### Given instruction
Copy out every line of the records below word for word, leaving out the pictures.

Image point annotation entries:

* start *

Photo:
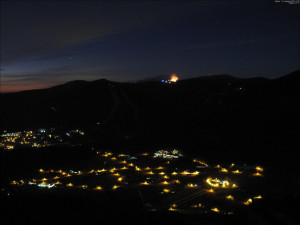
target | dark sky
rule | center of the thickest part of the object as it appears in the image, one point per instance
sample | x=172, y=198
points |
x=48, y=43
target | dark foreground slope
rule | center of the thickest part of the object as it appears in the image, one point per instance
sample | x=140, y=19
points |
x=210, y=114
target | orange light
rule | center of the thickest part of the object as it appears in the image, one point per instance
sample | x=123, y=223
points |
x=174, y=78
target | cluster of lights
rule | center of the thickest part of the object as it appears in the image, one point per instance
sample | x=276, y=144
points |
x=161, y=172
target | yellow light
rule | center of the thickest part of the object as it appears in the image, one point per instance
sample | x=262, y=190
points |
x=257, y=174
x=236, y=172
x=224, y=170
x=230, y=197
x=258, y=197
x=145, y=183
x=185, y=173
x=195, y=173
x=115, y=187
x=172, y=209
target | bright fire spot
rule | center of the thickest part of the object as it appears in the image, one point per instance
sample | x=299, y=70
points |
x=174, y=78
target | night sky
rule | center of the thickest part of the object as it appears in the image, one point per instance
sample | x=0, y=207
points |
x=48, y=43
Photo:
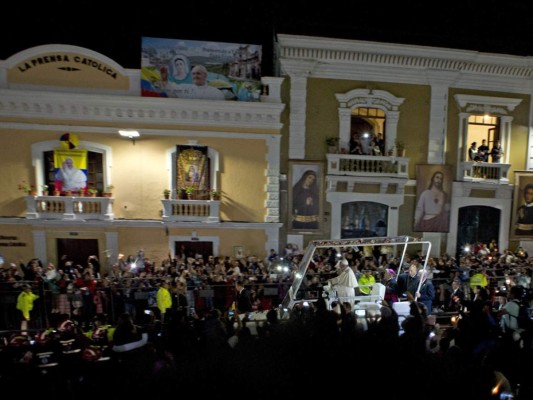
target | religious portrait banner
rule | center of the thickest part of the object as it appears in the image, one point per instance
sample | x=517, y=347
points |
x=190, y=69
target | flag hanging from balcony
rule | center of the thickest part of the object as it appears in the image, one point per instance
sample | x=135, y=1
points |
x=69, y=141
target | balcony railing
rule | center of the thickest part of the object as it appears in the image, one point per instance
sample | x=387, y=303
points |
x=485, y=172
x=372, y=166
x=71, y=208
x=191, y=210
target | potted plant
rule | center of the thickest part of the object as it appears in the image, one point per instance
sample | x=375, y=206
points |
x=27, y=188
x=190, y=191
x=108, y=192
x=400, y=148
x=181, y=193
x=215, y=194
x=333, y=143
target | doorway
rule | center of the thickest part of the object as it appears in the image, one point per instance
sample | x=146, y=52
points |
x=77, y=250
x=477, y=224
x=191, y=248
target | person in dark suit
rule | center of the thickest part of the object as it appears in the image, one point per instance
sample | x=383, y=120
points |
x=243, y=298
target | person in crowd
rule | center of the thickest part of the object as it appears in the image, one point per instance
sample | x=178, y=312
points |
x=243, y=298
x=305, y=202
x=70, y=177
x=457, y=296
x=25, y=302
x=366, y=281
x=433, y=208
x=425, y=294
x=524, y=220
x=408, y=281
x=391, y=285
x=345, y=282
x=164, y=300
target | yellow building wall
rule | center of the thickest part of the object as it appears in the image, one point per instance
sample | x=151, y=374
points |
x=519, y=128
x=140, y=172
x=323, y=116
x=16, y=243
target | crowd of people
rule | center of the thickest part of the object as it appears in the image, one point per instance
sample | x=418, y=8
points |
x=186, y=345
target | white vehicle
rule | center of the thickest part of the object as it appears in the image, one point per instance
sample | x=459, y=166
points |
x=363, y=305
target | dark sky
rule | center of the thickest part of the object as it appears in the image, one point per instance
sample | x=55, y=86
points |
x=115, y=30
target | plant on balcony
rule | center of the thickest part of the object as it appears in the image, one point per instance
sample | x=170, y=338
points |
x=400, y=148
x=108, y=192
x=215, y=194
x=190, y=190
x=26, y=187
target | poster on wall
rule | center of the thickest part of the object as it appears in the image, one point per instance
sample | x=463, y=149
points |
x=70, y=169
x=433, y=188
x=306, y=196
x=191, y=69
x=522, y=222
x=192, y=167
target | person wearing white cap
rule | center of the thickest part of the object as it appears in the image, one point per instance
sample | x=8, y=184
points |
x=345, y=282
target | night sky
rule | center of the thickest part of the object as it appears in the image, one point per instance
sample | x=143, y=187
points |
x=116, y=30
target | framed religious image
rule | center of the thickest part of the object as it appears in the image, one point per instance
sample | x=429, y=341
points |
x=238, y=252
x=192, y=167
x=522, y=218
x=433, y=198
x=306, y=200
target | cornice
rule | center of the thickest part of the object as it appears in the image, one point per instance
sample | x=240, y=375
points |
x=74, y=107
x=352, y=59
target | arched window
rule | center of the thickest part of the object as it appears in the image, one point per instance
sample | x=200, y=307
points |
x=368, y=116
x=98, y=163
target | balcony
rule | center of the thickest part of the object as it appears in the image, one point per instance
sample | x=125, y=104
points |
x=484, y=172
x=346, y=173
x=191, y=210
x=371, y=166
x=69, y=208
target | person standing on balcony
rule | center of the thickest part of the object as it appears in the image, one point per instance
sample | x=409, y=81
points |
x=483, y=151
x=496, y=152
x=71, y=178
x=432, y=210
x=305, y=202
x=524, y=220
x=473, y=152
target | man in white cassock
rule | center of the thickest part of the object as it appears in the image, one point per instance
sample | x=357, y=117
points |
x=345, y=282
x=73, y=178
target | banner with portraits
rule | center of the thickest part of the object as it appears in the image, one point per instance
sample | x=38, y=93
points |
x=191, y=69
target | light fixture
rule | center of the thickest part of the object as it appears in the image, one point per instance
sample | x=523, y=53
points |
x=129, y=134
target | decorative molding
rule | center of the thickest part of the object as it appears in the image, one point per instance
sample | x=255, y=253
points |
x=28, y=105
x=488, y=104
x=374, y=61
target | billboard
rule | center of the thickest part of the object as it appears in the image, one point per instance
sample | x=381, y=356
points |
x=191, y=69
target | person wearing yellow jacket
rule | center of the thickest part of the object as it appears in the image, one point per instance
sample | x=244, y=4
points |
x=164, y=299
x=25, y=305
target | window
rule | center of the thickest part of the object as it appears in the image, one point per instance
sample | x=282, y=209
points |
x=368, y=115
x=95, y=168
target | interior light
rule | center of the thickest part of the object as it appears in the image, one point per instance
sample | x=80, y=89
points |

* end *

### Solved exercise
Photo:
target | dark sky
rule | center of the thickest part of the object as it appears in the image, one point per instance
sample | x=172, y=198
points |
x=48, y=43
target | dark foreground slope
rule | center of the thickest part of the object as it appears in the image, one point per instance
sample | x=140, y=19
points |
x=210, y=114
target | orange light
rule | center of the thickest part of the object as it appears in the image, one point per instance
sample | x=123, y=223
points |
x=174, y=78
target | cluster of lights
rule | center of the thickest part of the object as it appears in the image, one point per instance
sample | x=276, y=144
points |
x=161, y=172
target | yellow light
rule | center of the thickest part of the object as it appears in the image, one point per instance
sample | x=262, y=190
points |
x=257, y=174
x=236, y=172
x=224, y=170
x=230, y=197
x=258, y=197
x=145, y=183
x=185, y=173
x=195, y=173
x=115, y=187
x=172, y=209
target | bright fire spot
rule | center of the thickest part of the object as it appears in the image, one point per instance
sample | x=299, y=70
points |
x=174, y=78
target | night sky
rule | center of the thickest part of the object as it appears in the image, one point per instance
sample | x=0, y=207
points |
x=48, y=43
Photo:
target | religious portrait banner
rule | center of the thickest part of the object as it appears in the image, one point per instance
sample | x=517, y=347
points |
x=190, y=69
target | flag hanging from balcony
rule | center of the thickest part of the object as it appears in the image, one point per instance
sample | x=135, y=1
points |
x=69, y=141
target | balcony railing
rule | center of the thickest part of the object as it appears in the image, one point per instance
sample | x=387, y=303
points |
x=485, y=172
x=372, y=166
x=71, y=208
x=191, y=210
target | potted plant
rule | center of the thickest part of the object as it appears in the image, one point per instance
sample | x=375, y=206
points |
x=27, y=188
x=190, y=191
x=108, y=192
x=400, y=148
x=181, y=193
x=215, y=194
x=333, y=143
target | doorway
rule | center of the thickest part of the object as it appears in the image, one point per instance
sample | x=146, y=52
points |
x=77, y=250
x=477, y=224
x=191, y=248
target | person in dark suit
rule | center of the thickest part of the object as it appears in the image, one point per instance
sample | x=383, y=120
points |
x=243, y=298
target | person in crowd
rule | center of the thickest part of the object as it appears in the image, one point per instance
sample | x=178, y=312
points |
x=243, y=298
x=305, y=202
x=70, y=177
x=457, y=296
x=25, y=302
x=366, y=281
x=433, y=208
x=425, y=294
x=524, y=220
x=408, y=281
x=391, y=285
x=345, y=282
x=164, y=300
target | yellow building wall
rule | center of the thickest part of the object as it appears in the image, one point per instance
sample | x=151, y=374
points |
x=519, y=128
x=140, y=172
x=323, y=116
x=16, y=243
target | crowd of people
rule | center of the thickest part of the object as it appears in the image, one point per instance
sample | x=418, y=8
points |
x=186, y=345
target | white vehicle
rule | center of the thickest part of the object as it appears in the image, one point per instance
sample | x=459, y=166
points |
x=363, y=305
target | dark sky
rule | center of the thickest part of the object as it appears in the image, one point per instance
sample | x=55, y=86
points |
x=115, y=30
target | plant on balcony
rule | center of the thickest part of the object as it appears in the image, one point per instance
sample | x=170, y=338
points |
x=400, y=148
x=108, y=192
x=215, y=194
x=190, y=190
x=26, y=187
target | poster on wall
rule | center of the thickest part of the object as it appears in the image, one point per instance
sample | x=463, y=149
points |
x=70, y=169
x=433, y=188
x=306, y=196
x=191, y=69
x=522, y=222
x=192, y=167
target | person wearing white cap
rule | center of the thickest part of the object as it appears in the image, one point per instance
sample | x=8, y=184
points |
x=345, y=282
target | night sky
rule | center of the thickest part of the object as it appears in the image, one point per instance
sample | x=143, y=187
points |
x=116, y=30
target | framed religious image
rule | center of the thickest part of the object as it appears in the image, one point per instance
sample | x=429, y=341
points |
x=238, y=252
x=192, y=167
x=522, y=218
x=433, y=198
x=306, y=200
target | cornice
rule | center of the thickest part of the object as it appears in the image, one point per instance
sample | x=240, y=375
points |
x=74, y=107
x=352, y=59
target | arched window
rule | center of the thickest part of the object as it appears in the image, one point per instance
sample | x=200, y=307
points |
x=368, y=116
x=98, y=163
target | balcony
rule | center of the thickest part of the object as it appears in the image, one point per instance
sample | x=125, y=104
points |
x=484, y=172
x=346, y=173
x=191, y=210
x=371, y=166
x=69, y=208
target | person standing on balcony
rule | center of the thickest part of the object as it appears in the image, one point per instance
sample | x=409, y=81
points |
x=483, y=151
x=496, y=152
x=71, y=178
x=432, y=210
x=305, y=202
x=524, y=220
x=473, y=152
target | man in white cassock
rule | center of the thickest part of the object as it appears in the image, one point per instance
sample | x=357, y=117
points |
x=345, y=282
x=73, y=178
target | banner with portraits
rule | center of the thickest part of the object as it appears in the image, one point per instance
sample | x=38, y=93
points |
x=191, y=69
target | light fixture
rule | center of the thickest part of the object as it appears in the image, one point per instance
sample | x=523, y=53
points |
x=129, y=134
target | decorative molding
rule | center of the thickest part of the object as it appears in the image, one point per instance
sample | x=255, y=253
points |
x=28, y=105
x=488, y=104
x=374, y=61
target | billboard
rule | center of the thickest part of the object as it appears in the image, one point per instance
sample | x=381, y=356
points |
x=191, y=69
target | person wearing yellow jacket
rule | center of the thickest part of the object as it appears in the image, one point per instance
sample | x=244, y=4
points |
x=164, y=299
x=25, y=305
target | window
rule | center of the thickest part of the object as it appears in the image, one point per instance
sample | x=282, y=209
points |
x=368, y=115
x=95, y=168
target | interior light
rule | center of the thickest part of the object as it appears in the image, one point per instance
sample | x=80, y=89
points |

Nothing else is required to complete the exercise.